### Text segment ###
A Webinar held by CRL on October 23, 2013
The open online distribution of government information is changing the ways that researchers access data and documentation produced by governmental agencies worldwide. This webinar explored:
- The changes in the “supply chain” for government information brought about by digital media;
- How libraries might continue to ensure access to this information for researchers; and
- What role CRL might play in supporting those library efforts.
Background: Current CRL Support for Access to Government Information
CRL has always played an important role in ensuring the survival and integrity of primary publications of U.S., Canadian, and foreign governments. CRL collections include historical documents from a great variety of jurisdictions and government agencies. CRL does not, however, hold extensive U.S. federal government publications, which are widely available through the Federal Depository Library Program.
CRL strengths include:
Canadian and U.S. state legislative journals: CRL has extensive holdings of Canadian legislative journals and U.S. state legislative journals. Many of these materials have now been digitized and are accessible in the LLMC-Digital database.
US state documents issued prior to 1951: CRL holds more than a halfmillion volumes of monographic and serial publications of U.S. state government agencies and legislatures from the earliest periods through 1950. Of major historical value for various disciplines, these materials are notoriously difficult to access, since no comprehensive bibliographies or catalogs of them exist. Most are uncataloged, but are listed in CRL finding aids.
###
● Tasks to perform:
**a.** Decide whether each statement agrees with the webinar description, answering yes or no and quoting the deciding words: (i) CRL held the webinar on October 23, 2013. (ii) CRL holds extensive U.S. federal government publications. (iii) Most of CRL's U.S. state documents issued before 1951 are cataloged.
**b.** Rewrite the paragraph of the webinar description that begins "US state documents issued prior to 1951" as a short bulleted list that keeps its main facts.
### Given information ###
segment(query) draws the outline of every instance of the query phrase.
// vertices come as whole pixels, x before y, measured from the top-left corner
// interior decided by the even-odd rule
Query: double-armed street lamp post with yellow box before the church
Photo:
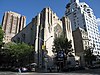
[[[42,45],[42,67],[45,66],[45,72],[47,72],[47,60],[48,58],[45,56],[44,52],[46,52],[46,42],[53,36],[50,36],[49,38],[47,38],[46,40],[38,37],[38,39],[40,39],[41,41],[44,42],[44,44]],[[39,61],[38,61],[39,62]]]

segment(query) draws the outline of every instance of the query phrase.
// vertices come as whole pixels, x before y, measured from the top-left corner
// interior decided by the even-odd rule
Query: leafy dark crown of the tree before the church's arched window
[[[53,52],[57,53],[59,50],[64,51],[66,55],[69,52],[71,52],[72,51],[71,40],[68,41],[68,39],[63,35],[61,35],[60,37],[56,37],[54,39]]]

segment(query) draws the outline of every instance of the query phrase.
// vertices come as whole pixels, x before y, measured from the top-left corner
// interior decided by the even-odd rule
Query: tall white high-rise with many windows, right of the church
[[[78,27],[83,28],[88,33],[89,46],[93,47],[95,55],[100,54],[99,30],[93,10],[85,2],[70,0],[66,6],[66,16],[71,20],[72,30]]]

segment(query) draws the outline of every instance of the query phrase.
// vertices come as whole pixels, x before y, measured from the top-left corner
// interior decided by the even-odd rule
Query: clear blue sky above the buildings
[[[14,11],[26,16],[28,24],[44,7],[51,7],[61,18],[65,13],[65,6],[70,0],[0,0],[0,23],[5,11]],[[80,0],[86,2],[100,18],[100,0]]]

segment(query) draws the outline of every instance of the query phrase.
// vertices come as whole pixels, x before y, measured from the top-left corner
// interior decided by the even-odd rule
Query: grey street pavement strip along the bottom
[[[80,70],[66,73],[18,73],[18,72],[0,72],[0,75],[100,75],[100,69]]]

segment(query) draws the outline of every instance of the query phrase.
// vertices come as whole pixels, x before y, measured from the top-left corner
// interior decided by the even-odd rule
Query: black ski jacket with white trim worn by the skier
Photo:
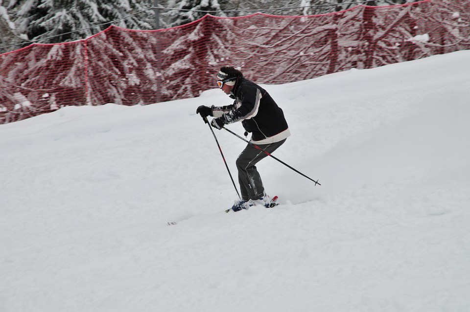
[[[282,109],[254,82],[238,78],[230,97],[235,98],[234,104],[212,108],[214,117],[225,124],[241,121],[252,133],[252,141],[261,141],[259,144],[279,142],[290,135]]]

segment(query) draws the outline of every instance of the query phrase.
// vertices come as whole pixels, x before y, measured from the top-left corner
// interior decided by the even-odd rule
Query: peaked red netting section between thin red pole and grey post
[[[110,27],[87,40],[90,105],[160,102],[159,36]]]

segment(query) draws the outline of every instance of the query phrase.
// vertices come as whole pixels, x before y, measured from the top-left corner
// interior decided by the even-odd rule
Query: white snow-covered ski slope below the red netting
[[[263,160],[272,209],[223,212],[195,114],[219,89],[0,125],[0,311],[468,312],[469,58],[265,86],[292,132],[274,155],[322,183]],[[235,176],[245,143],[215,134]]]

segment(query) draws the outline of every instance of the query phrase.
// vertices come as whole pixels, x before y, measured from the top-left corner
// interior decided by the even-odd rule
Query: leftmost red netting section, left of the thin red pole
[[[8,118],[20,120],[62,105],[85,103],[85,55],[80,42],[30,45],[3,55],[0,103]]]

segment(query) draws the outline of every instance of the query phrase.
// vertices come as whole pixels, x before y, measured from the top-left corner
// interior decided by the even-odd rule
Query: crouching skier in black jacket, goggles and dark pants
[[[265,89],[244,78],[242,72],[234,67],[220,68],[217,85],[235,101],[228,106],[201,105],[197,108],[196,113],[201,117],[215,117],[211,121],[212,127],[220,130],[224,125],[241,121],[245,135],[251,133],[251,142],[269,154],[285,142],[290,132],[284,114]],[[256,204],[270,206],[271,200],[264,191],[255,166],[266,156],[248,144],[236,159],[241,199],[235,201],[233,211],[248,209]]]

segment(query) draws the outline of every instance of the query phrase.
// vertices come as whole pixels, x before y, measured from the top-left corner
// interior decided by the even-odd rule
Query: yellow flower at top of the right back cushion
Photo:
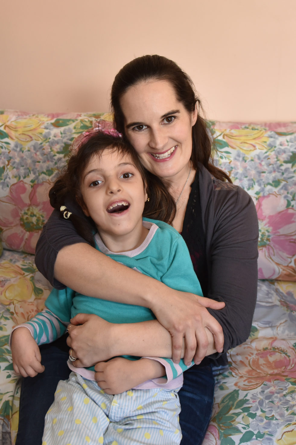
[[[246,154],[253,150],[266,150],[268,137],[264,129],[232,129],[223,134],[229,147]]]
###
### Given information ###
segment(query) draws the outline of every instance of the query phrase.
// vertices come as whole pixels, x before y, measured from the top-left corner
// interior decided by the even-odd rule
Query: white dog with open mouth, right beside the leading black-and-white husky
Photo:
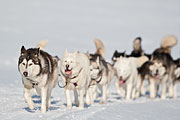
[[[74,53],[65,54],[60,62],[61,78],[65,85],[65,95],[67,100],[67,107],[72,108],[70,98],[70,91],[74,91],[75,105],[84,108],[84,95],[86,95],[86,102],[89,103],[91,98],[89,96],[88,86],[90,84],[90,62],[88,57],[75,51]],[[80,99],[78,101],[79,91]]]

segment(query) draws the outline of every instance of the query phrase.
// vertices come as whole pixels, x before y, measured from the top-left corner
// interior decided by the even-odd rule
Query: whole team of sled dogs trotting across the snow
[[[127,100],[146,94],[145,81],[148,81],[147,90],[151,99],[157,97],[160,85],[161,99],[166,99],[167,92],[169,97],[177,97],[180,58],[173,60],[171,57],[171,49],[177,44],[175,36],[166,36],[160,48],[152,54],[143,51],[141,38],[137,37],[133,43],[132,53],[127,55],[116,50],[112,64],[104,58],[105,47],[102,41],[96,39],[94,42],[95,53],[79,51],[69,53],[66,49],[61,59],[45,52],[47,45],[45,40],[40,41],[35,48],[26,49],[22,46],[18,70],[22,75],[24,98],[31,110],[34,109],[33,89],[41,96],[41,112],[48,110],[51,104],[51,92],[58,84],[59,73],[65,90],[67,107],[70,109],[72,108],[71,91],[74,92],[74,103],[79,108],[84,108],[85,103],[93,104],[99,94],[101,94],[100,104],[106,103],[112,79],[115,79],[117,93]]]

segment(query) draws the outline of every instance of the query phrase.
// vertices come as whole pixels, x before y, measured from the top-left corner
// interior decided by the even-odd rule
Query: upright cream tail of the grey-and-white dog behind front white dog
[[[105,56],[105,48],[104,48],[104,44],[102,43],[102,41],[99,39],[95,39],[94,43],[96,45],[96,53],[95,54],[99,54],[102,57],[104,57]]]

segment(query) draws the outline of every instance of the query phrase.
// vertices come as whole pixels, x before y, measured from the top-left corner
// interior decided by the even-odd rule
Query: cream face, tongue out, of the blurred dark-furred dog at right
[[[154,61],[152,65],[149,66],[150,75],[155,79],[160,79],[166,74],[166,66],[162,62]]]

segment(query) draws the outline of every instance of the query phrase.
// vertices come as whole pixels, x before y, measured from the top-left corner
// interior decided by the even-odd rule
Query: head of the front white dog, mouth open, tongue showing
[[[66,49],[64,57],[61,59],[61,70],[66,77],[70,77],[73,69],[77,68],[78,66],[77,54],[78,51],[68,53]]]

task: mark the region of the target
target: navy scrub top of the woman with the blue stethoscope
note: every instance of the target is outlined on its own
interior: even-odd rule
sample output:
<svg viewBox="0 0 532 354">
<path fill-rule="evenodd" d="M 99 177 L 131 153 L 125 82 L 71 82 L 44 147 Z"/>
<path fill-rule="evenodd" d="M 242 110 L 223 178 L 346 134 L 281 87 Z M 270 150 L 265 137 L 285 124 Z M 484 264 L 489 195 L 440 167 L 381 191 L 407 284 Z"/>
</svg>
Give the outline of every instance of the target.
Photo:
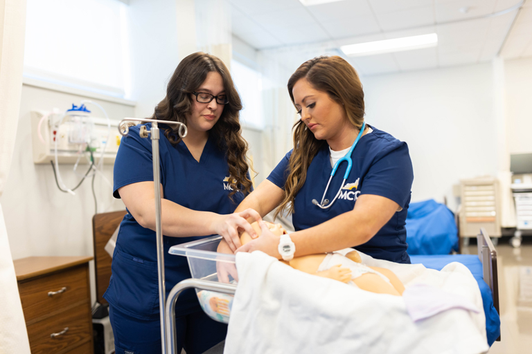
###
### Given information ###
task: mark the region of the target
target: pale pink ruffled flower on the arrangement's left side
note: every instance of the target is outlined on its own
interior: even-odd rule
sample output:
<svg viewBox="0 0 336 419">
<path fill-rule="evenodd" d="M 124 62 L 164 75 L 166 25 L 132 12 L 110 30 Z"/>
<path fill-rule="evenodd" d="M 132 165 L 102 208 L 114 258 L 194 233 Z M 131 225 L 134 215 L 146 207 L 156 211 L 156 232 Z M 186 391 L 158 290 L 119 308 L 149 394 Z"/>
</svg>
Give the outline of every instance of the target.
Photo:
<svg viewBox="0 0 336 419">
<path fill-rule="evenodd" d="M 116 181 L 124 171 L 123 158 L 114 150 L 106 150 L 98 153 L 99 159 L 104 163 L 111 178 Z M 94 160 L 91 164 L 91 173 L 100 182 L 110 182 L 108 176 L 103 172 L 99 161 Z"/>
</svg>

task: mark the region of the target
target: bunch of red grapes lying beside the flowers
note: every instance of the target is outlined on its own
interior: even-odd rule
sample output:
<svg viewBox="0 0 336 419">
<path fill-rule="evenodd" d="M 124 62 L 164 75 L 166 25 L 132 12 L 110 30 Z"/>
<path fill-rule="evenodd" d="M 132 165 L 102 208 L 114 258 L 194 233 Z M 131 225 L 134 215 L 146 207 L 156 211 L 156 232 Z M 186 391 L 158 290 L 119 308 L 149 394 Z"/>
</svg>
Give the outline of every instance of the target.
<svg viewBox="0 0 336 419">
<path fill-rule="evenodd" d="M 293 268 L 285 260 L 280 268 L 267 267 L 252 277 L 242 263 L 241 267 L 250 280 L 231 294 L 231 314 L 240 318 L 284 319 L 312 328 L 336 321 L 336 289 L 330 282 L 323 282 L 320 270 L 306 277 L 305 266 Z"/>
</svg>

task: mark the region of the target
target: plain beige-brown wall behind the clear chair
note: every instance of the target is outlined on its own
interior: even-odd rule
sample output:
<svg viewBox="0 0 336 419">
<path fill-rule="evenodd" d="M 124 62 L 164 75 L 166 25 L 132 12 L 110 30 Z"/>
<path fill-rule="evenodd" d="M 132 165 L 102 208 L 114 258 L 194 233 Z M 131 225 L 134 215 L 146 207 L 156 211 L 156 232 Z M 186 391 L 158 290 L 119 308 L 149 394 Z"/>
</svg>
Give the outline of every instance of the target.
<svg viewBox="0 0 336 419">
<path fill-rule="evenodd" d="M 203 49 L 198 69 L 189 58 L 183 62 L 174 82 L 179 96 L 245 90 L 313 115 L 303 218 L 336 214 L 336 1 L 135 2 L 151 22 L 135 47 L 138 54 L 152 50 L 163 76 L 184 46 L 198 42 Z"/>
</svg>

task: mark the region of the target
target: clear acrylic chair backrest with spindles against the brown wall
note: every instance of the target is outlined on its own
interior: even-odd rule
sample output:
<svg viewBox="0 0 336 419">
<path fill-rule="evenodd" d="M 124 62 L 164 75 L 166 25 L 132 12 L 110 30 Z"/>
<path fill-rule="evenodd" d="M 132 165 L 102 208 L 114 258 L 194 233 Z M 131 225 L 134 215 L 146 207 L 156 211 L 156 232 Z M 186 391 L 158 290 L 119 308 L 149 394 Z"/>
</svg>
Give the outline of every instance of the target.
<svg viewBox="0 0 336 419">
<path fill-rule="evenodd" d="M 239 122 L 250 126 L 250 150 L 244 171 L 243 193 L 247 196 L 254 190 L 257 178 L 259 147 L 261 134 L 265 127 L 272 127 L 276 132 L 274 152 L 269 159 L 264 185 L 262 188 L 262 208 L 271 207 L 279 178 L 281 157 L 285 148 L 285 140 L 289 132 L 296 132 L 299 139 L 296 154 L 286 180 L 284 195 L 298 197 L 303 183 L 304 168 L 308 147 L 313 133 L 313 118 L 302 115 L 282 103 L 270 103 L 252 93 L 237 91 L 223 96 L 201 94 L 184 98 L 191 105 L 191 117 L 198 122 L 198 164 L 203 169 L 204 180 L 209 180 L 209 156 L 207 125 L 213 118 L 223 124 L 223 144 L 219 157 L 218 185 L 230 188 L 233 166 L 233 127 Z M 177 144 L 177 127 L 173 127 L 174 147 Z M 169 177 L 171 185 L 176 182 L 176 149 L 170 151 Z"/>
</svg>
###
● Task-by-task answers:
**a.**
(i) Yes: "A Webinar held by CRL on October 23, 2013"
(ii) No: "CRL does not, however, hold extensive U.S. federal government publications"
(iii) No: "Most are uncataloged, but are listed in CRL finding aids."

**b.**
- CRL holds more than half a million volumes of monographic and serial publications of U.S. state government agencies and legislatures, from the earliest periods through 1950.
- These materials have major historical value for various disciplines.
- They are notoriously difficult to access because no comprehensive bibliographies or catalogs of them exist.
- Most are uncataloged but are listed in CRL finding aids.